[Records from a data source]
# # # # #

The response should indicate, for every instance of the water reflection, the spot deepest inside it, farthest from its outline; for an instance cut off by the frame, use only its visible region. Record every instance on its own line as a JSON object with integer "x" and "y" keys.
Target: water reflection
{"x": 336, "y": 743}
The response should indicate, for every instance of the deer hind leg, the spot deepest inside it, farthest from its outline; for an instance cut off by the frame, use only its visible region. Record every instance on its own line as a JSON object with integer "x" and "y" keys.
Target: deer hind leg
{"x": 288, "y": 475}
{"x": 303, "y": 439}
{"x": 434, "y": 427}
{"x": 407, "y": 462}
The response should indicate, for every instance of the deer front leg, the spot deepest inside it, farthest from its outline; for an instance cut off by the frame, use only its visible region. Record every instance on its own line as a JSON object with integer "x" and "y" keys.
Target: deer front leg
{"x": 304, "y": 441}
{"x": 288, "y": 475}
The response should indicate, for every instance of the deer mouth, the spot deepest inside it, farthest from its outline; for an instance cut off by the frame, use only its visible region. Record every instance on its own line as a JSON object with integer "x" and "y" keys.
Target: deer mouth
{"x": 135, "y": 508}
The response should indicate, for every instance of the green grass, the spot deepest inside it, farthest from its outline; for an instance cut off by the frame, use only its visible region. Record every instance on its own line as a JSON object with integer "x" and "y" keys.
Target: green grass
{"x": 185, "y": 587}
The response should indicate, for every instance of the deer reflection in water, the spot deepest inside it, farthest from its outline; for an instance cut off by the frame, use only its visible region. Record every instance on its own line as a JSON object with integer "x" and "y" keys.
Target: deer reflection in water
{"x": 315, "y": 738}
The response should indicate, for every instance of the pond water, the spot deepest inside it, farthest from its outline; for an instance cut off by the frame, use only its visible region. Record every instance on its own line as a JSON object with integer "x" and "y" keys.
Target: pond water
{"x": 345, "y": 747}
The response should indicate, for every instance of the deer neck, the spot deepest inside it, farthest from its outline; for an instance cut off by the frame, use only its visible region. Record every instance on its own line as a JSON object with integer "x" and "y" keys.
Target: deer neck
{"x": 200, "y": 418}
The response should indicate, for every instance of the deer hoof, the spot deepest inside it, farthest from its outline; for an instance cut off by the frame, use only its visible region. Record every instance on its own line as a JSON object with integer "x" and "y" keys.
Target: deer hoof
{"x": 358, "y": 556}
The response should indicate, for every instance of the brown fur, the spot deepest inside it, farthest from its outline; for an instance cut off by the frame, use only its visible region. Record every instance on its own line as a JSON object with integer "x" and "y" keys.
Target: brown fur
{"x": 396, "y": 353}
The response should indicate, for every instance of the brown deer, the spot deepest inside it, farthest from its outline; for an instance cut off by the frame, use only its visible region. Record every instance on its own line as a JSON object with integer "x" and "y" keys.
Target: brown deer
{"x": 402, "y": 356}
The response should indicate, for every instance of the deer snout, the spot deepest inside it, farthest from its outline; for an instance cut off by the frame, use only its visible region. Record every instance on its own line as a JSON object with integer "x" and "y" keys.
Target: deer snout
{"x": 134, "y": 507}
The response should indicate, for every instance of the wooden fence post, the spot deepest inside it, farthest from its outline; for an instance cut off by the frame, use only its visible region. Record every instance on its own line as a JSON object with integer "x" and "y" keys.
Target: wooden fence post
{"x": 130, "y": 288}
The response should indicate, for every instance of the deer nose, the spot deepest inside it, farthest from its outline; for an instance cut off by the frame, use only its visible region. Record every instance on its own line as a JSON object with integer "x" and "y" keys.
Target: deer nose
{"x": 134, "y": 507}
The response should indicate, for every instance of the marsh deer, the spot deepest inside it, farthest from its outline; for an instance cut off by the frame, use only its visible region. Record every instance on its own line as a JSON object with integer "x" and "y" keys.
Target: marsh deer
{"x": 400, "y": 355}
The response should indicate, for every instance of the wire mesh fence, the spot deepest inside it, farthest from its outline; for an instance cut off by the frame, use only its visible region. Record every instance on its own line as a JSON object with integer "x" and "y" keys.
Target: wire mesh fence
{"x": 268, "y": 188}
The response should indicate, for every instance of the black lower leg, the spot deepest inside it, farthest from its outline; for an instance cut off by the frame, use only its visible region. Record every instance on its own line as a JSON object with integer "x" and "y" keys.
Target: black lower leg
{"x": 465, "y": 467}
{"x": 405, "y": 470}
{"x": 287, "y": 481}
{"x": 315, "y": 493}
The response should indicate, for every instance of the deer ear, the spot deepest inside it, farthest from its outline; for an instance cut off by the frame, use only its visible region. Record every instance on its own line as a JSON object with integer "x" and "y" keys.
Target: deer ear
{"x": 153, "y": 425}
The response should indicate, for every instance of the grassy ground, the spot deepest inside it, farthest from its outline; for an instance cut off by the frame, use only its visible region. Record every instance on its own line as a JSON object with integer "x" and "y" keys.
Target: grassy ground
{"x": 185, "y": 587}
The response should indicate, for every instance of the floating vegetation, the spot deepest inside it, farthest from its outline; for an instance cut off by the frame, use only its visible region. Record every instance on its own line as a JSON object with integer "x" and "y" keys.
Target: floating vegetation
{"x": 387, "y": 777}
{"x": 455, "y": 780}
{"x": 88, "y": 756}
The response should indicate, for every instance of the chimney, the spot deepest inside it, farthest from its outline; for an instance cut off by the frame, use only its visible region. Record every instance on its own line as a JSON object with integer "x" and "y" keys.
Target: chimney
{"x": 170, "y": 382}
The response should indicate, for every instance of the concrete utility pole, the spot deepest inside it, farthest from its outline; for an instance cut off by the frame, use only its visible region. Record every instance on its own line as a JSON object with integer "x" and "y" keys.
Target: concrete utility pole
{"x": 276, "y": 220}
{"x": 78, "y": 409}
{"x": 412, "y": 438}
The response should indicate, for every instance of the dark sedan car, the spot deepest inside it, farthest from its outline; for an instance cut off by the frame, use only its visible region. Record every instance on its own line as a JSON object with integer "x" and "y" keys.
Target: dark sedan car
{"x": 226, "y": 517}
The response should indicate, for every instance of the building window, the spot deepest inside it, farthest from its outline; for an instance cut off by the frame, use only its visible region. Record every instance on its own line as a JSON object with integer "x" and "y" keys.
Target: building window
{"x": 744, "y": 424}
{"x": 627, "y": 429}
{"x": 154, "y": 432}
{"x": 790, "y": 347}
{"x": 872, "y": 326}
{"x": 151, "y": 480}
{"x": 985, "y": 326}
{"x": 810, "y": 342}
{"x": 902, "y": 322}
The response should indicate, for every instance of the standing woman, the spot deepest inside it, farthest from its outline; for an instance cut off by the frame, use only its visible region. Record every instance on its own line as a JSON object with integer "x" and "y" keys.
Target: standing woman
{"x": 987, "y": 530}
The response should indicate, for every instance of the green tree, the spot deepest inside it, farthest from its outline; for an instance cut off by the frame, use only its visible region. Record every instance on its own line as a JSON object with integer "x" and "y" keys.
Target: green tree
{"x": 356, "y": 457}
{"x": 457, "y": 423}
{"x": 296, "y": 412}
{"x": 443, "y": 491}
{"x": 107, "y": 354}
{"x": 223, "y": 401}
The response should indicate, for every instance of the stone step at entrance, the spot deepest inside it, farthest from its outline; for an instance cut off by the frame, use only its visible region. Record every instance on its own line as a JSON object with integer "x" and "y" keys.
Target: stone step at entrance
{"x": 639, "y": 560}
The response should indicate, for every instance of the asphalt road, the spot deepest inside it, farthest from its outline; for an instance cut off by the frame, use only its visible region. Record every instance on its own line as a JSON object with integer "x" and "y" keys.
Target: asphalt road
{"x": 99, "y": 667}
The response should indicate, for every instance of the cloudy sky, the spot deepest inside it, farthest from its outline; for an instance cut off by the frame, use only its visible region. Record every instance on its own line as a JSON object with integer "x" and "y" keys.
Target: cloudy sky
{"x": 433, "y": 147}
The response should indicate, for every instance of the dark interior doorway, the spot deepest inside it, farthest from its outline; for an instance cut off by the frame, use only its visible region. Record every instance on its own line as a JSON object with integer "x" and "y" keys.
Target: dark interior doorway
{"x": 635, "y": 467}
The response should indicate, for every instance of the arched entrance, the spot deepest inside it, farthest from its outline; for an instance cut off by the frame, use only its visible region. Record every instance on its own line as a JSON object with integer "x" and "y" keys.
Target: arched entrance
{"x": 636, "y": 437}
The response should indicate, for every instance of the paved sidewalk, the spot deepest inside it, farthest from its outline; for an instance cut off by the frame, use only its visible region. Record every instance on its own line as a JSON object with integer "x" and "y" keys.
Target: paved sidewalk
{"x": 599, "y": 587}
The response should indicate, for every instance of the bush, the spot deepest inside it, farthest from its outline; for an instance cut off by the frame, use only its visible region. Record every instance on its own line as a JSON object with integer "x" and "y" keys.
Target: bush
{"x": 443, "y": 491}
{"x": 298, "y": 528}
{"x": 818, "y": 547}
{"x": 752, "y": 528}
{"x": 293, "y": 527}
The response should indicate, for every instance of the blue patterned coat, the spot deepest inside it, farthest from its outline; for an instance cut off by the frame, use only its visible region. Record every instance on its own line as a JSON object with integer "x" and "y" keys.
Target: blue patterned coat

# # # # #

**THE PROBLEM**
Find the lines in the data that include "patterned", then copy each of them.

**REPLY TO THE EXERCISE**
The response should indicate, for every instance of the blue patterned coat, the spot deepest inside it, farthest from its outline; for an instance cut off by the frame, use only its visible region. Record every instance on its own line as a JSON object with integer "x" and "y" keys.
Target: blue patterned coat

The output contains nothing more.